Document segment:
Purpose: The objective of this study was to create an in vitro outer blood-retinal barrier (oBRB) cell co-culture model using highly pigmented and mature human embryonic stem cell (hESC) -RPEs and human retinal microvascular endothelial cells (hREC). The long-term co-culture effects on the barrier properties, morphology and function of hESC-RPE cells was further assessed.

Methods: The hESC- RPE cells (Regea 08/017, Regea 08/023 or Regea 11/013 cell lines) were seeded on other side of perforated polyester filter inserts than primary human retinal microvascular endothelial cells (ACBRI 181). These were co-cultured together up to 6 weeks. The barrier function was examined by measuring the trans-epithelial resistance (TER) using a voltohmmeter and the permeability of a 4 kDa fluorescein isothiocyanate-dextran (FD4) using the Ussing chamber system. The expression and the localisation of RPE and endothelial marker proteins were analysed with the confocal microscopy, and the fine structure with transmission electron microscopy (TEM). The effects of the co-culture on growth factor secretion of the vascular endothelial growth factor (VEGF) and pigment epithelium-derived factor (PEDF) were analysed with ELISA.

Results: The TER assessment revealed that co-culture increased the barrier function in hESC-RPE cells. The co-culture had only a modest effect on the cumulative permeability of FD4 in hESC-RPE. In confocal microscopy we saw that RPE specific cellular retinaldehyde-binding protein and endothelial cell specific von Willebrand factor had cell type specific localisation. TEM revealed a cell line specific effect on the extracellular matrix deposition. The effect of co-culturing on VEGF and PEDF secretion was also cell line specific. VEGF secretion in RPE cells differentiated from Regea 08/023 cell line but increased in Regea 08/017 and Regea 11/013 cell lines. The secretion of PEDF was increased after co-culture in RPE cells differentiated from Regea 08/017 and Regea 08/023 but not in Regea 11/013 cell line.

Conclusions: The long-term co-culture of hESC-RPE cells with hRECs has effects on the matrix deposition, barrier function and the functionality of hESC-RPE cells. Furthermore the data suggests - hESC-RPE line specific differences in growth factor secretion.

Directions:
Retype everything in the oBRB co-culture abstract from "Results: The TER" down to "11/013 cell line.", keeping the wording identical. The items that come after the abstract are not needed for any of the work.

Data excerpts:
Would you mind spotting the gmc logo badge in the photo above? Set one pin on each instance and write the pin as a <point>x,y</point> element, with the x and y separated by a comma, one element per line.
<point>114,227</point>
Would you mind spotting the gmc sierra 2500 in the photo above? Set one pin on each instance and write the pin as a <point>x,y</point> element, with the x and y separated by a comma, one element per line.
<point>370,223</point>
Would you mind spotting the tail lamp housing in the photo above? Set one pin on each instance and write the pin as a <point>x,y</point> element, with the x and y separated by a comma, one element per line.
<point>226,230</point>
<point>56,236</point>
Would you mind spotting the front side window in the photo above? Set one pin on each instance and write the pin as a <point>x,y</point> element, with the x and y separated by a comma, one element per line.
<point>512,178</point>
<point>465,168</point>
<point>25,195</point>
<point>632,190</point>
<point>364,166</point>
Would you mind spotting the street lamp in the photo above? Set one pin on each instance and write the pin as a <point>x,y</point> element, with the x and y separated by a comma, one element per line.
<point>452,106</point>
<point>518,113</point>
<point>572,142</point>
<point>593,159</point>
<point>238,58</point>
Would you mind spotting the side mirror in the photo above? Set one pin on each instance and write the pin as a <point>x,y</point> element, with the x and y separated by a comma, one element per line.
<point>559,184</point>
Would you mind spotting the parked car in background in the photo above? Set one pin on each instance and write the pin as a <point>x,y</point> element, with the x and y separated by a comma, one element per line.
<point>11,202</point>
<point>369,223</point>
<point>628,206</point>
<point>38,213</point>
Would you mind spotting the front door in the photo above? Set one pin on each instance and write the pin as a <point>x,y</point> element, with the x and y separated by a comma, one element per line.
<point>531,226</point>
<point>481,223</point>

Reply to the exercise:
Results: The TER assessment revealed that co-culture increased the barrier function in hESC-RPE cells. The co-culture had only a modest effect on the cumulative permeability of FD4 in hESC-RPE. In confocal microscopy we saw that RPE specific cellular retinaldehyde-binding protein and endothelial cell specific von Willebrand factor had cell type specific localisation. TEM revealed a cell line specific effect on the extracellular matrix deposition. The effect of co-culturing on VEGF and PEDF secretion was also cell line specific. VEGF secretion in RPE cells differentiated from Regea 08/023 cell line but increased in Regea 08/017 and Regea 11/013 cell lines. The secretion of PEDF was increased after co-culture in RPE cells differentiated from Regea 08/017 and Regea 08/023 but not in Regea 11/013 cell line.